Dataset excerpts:
----

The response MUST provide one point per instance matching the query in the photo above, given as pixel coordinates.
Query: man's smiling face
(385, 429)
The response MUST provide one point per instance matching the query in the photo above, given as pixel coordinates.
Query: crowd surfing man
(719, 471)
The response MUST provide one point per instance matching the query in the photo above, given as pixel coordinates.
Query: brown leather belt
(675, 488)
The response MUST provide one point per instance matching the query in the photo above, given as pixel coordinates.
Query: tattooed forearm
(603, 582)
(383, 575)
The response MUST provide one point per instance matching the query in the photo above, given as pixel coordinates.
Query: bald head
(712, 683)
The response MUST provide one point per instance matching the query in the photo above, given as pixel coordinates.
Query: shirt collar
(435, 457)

----

§ **Task brief**:
Nothing may be dropped or altered. Copy every line above.

§ **Solution**:
The response MUST provide one point per instance matching the query in the photo above, given as pixel coordinates.
Query: man's smiling face
(385, 429)
The response MUST provide one point per instance matching the query in the photo above, given as pixel coordinates.
Query: crowd surfing man
(719, 471)
The response MUST provide one point per instance matching the query in the photo above, given as pixel coordinates.
Query: brown leather belt
(675, 488)
The response MUST provide one point per instance matching the query in the photo above, given as pixel coordinates.
Query: tattooed forearm
(603, 582)
(383, 575)
The response MUST provide one point per instance matching the query in the photo above, given as pixel coordinates.
Query: bald head
(712, 683)
The response MUST provide one point per instance matching the query in the photo above, given as pixel coordinates.
Query: shirt collar
(435, 457)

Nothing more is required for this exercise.